Try it: Repeat the data exactly as it appears.

Exercise material START

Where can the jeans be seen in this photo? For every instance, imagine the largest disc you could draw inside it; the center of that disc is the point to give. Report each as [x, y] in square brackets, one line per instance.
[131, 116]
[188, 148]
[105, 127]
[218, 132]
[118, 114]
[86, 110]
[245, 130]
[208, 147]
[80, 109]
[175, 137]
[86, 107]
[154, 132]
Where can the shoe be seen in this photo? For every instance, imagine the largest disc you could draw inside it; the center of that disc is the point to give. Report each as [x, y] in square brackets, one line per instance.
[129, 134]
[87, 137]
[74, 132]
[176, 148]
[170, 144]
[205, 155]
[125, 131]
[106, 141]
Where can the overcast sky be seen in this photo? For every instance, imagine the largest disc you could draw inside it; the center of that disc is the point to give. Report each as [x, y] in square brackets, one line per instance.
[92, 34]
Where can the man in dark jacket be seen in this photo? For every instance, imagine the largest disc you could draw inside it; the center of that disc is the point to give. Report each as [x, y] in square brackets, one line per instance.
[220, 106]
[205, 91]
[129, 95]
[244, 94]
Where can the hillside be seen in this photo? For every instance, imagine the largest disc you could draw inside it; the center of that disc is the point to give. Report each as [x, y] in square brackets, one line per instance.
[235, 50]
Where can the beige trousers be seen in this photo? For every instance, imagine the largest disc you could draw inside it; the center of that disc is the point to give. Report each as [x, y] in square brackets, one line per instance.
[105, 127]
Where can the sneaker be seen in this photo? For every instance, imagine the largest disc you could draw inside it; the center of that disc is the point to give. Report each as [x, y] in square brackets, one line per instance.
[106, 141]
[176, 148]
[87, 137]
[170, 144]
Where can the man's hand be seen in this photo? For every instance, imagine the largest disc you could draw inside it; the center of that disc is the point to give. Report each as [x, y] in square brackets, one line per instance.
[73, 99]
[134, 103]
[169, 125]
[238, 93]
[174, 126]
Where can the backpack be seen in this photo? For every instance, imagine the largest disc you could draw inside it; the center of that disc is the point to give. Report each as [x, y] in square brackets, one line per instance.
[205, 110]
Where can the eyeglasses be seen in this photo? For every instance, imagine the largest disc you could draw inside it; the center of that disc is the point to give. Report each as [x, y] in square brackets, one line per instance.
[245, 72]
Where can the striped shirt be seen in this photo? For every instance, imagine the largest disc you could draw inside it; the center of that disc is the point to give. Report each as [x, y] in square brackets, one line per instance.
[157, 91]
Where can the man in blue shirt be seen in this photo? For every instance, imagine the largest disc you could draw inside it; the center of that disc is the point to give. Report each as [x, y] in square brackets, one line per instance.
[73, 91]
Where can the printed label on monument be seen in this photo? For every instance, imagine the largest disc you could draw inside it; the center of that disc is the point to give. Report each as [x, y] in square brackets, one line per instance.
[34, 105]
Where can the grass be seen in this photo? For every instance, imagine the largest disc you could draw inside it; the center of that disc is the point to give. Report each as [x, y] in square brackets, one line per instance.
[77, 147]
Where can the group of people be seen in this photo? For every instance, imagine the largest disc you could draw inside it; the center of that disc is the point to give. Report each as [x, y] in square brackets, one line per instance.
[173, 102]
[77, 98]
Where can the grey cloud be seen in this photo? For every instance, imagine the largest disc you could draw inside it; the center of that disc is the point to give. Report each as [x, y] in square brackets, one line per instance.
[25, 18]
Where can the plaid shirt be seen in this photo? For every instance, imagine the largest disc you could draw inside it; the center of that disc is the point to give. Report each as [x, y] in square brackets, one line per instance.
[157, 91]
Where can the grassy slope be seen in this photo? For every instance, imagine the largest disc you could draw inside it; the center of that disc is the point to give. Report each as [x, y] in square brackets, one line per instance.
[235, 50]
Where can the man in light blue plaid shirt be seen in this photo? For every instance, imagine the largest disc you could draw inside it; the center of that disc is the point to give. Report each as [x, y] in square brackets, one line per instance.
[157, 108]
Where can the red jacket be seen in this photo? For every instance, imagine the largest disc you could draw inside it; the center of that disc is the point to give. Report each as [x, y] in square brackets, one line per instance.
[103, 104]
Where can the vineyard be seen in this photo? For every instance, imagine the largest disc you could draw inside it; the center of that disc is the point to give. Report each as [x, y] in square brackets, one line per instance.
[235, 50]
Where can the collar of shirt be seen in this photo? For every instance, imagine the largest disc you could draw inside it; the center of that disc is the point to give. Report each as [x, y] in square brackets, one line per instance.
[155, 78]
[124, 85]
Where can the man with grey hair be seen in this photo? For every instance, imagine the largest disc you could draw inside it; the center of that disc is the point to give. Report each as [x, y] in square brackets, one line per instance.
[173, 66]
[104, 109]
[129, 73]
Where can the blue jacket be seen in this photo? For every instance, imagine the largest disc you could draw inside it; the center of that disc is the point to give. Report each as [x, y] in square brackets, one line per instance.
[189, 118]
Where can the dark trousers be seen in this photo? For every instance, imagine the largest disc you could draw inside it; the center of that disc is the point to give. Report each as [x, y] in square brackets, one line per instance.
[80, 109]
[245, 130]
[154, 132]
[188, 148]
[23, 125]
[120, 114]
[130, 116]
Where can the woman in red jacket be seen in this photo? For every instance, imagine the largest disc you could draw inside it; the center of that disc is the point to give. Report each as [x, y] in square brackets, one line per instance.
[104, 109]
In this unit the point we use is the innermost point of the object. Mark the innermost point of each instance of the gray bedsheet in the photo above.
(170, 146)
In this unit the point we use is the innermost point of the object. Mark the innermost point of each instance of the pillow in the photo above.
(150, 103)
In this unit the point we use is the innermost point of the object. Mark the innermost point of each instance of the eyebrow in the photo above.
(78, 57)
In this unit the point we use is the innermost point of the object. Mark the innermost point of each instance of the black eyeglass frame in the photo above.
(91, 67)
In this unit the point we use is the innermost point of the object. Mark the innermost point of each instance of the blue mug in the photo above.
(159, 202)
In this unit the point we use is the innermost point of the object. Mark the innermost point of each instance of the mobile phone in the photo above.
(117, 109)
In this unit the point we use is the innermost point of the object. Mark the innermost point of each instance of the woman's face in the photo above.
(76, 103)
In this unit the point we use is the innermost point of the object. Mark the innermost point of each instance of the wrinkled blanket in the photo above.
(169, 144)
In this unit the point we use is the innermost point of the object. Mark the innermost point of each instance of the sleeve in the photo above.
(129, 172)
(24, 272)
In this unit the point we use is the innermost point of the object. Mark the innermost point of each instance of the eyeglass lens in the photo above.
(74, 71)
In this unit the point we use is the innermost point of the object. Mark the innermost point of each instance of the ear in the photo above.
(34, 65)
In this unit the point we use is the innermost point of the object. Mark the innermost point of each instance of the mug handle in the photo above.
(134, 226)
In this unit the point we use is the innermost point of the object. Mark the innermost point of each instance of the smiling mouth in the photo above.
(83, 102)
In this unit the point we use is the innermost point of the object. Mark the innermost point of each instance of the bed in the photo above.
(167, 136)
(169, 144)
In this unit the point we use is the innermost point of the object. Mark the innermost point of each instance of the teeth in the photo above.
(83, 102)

Exercise material END

Your response:
Where can the jeans be seen in this photo? For every instance, imagine the largest disc you could draw inside it; the center of that disc is the point to give. Report each as [x, y] in square brackets, one line per instance.
[131, 116]
[188, 148]
[105, 127]
[218, 132]
[118, 114]
[86, 110]
[245, 130]
[208, 147]
[80, 109]
[175, 137]
[86, 107]
[154, 132]
Where can the shoe be seen in this photo? For every instance, imagine the largest disc you could draw inside it; the center of that disc is the point to give. Report each as [x, y] in square brackets, one line per instance.
[129, 134]
[87, 137]
[74, 132]
[176, 148]
[170, 144]
[205, 155]
[125, 131]
[106, 141]
Where can the overcast sky be seen in this photo? For every instance, imagine the largest disc you could draw inside it; the center of that disc is the point to give. Report each as [x, y] in square brackets, one line per instance.
[92, 34]
Where can the man in dark jacket be seen in this photo? For every instance, imagine the largest disc you could draw inside it; the center of that disc is the point to give. Report each as [x, y] in square brackets, one line per instance.
[220, 106]
[205, 91]
[129, 95]
[244, 94]
Where can the hillside be seen in this photo? For every instance, imagine the largest disc you could draw inside it; the center of that disc is the point to give. Report each as [x, y] in square brackets, one line per instance.
[235, 50]
Where can the beige trousers be seen in this photo? For every instance, imagine the largest disc you could draw inside it; the center of that disc is the point to give. Report each as [x, y] in square brackets, one line per instance.
[105, 127]
Where can the sneaker be seen in this photo? For every instance, imagine the largest disc you could draw inside it; the center of that disc is the point to give. Report each as [x, y] in square brackets, one line per instance.
[106, 141]
[176, 148]
[87, 137]
[170, 144]
Where can the man's hand be seen in this photo? For every instance, imagine the largest disc you could draw inside it; the center of that disc is the point to give. Report each as [x, y] in square brackets, one line per instance.
[73, 99]
[134, 103]
[169, 125]
[238, 93]
[174, 126]
Where can the backpack be seen in this photo? For every instance, imagine the largest disc you could draw inside it; the center of that disc is the point to give. Report each as [x, y] in square brackets, one line per instance.
[205, 110]
Where can the eyeglasses be seen in this photo? For every instance, imagine the largest disc you could draw inside it; the center of that disc is the point to give. Report each as [x, y] in square brackets, one line per instance.
[245, 72]
Where can the striped shirt be seen in this photo? For every instance, imagine the largest disc you could draw inside it; the center of that disc is the point to give. Report each as [x, y] in square brackets, one line per instance.
[157, 91]
Where can the man in blue shirt be seen in this photo? For every instance, imagine the largest disc you could draw inside it; the center of that disc is the point to give. Report each as [x, y] in square brackets, one line per instance.
[73, 91]
Where can the printed label on monument be seen in this photo? For every instance, imagine the largest disc you could draw inside it; the center of that disc is the point to give. Report each as [x, y] in square brackets, one line per instance.
[34, 105]
Where can the grass be seen in this photo? For every instance, imagine the largest disc you could draw inside it; the center of that disc is the point to give. Report each as [x, y] in square brackets, one line per instance.
[77, 147]
Where can the group of people be seen in this photo? For every instance, imagine the largest disc you could draw inside it; the center of that disc is the point to give. Report each as [x, y] in square brackets, one line per instance.
[173, 102]
[77, 98]
Where can the grey cloud be seen in this photo? For every instance, imagine the largest disc you could draw inside it; the center of that disc is the point to give. Report each as [x, y] in square brackets, one line per instance.
[25, 18]
Where can the plaid shirt be seen in this photo? For every instance, imagine the largest disc you could draw inside it; the center of that disc is the point to give. Report each as [x, y] in square brackets, one line per instance.
[157, 91]
Where can the grassy slope be seen in this photo? For every instance, imagine the largest disc you could draw inside it; the center of that disc is the point to give. Report each as [x, y] in square brackets, one line per instance.
[235, 50]
Where can the man in light blue plaid shirt be seen in this photo? For every instance, imagine the largest disc you could draw inside it; the center of that disc is the point to give. Report each as [x, y] in square brackets, one line per instance.
[157, 108]
Where can the red jacket be seen in this photo? For every instance, imagine the largest disc you could draw inside it; the center of that disc is the point to give. Report each as [x, y] in square brackets, one line per instance.
[103, 104]
Where can the vineyard be seen in this photo? For every instance, imagine the largest disc you could draw inside it; the center of that disc is the point to give. Report each as [x, y] in square brackets, one line per instance.
[235, 50]
Where can the collar of shirt be seen in this photo? For every instance, imagine the largest disc you could draw inside it; the center of that disc is the point to give. Report each as [x, y] in square brackets, one line per instance.
[155, 78]
[124, 85]
Where can the man with grey hair be seen in this photo? For every instance, imagine the largest disc you could draw inside it; the center of that disc is the point to give. Report each as [x, y] in square brackets, one line per instance.
[173, 66]
[104, 109]
[129, 73]
Where can the blue jacket be seen in this photo? For every instance, imagine the largest disc you could draw inside it; the center of that disc is the point to give. Report each as [x, y] in square brackets, one line per instance.
[189, 118]
Where can the dark trousers be seen in this photo? For every instance, imagine the largest disc you could draw inside it; the center of that disc is the point to give. Report each as [x, y] in square brackets, one line per instance.
[80, 109]
[245, 130]
[154, 132]
[188, 148]
[23, 125]
[120, 114]
[130, 116]
Where can the woman in red jacket be seen in this photo? For every instance, imagine the largest disc you could draw inside it; the center of that disc is the point to give. Report each as [x, y] in square brackets, one line per instance.
[104, 109]
In this unit the point we use is the innermost point of the object. Mark the innermost point of each instance of the gray bedsheet in the photo above.
(170, 146)
In this unit the point we use is the innermost point of the object. Mark the innermost point of each instance of the pillow in the photo above.
(150, 103)
In this unit the point we use is the innermost point of the object. Mark the innermost point of each instance of the eyebrow in the photo above.
(78, 57)
In this unit the point we use is the innermost point of the object. Mark the innermost point of each instance of the black eyeglass frame in the photo above.
(91, 67)
In this unit the point we use is the innermost point of the object. Mark the innermost point of each instance of the blue mug in the photo above.
(159, 202)
In this unit the point we use is the innermost point of the object. Mark the innermost point of each instance of the mobile phone in the photo above.
(117, 109)
In this unit the point we use is the innermost point of the object. Mark the innermost point of each instance of the woman's face in the photo above.
(76, 103)
In this unit the point we use is the innermost point of the object. Mark the innermost point of each instance of the wrinkled blanket in the photo above.
(169, 144)
In this unit the point we use is the innermost point of the object. Mark the innermost point of each instance of the sleeve in the photo above.
(129, 172)
(24, 272)
In this unit the point we use is the innermost point of the object. Mark the innermost point of each instance of the eyeglass lens in the photo above.
(74, 71)
In this unit the point we use is the innermost point of the object. Mark the innermost point of each instance of the ear in the photo above.
(34, 65)
In this unit the point we use is the innermost point of the object. Mark the innermost point of each instance of the mug handle in the photo above.
(134, 226)
In this unit the point we use is the innermost point of the object. Mark the innermost point of each instance of the smiling mouth in the photo above.
(83, 102)
In this unit the point we use is the innermost point of the object. Mark the innermost point of each instance of the bed in the photo above.
(167, 136)
(169, 144)
In this unit the point we use is the innermost point of the object. Mark the innermost point of each instance of the teeth in the photo above.
(83, 102)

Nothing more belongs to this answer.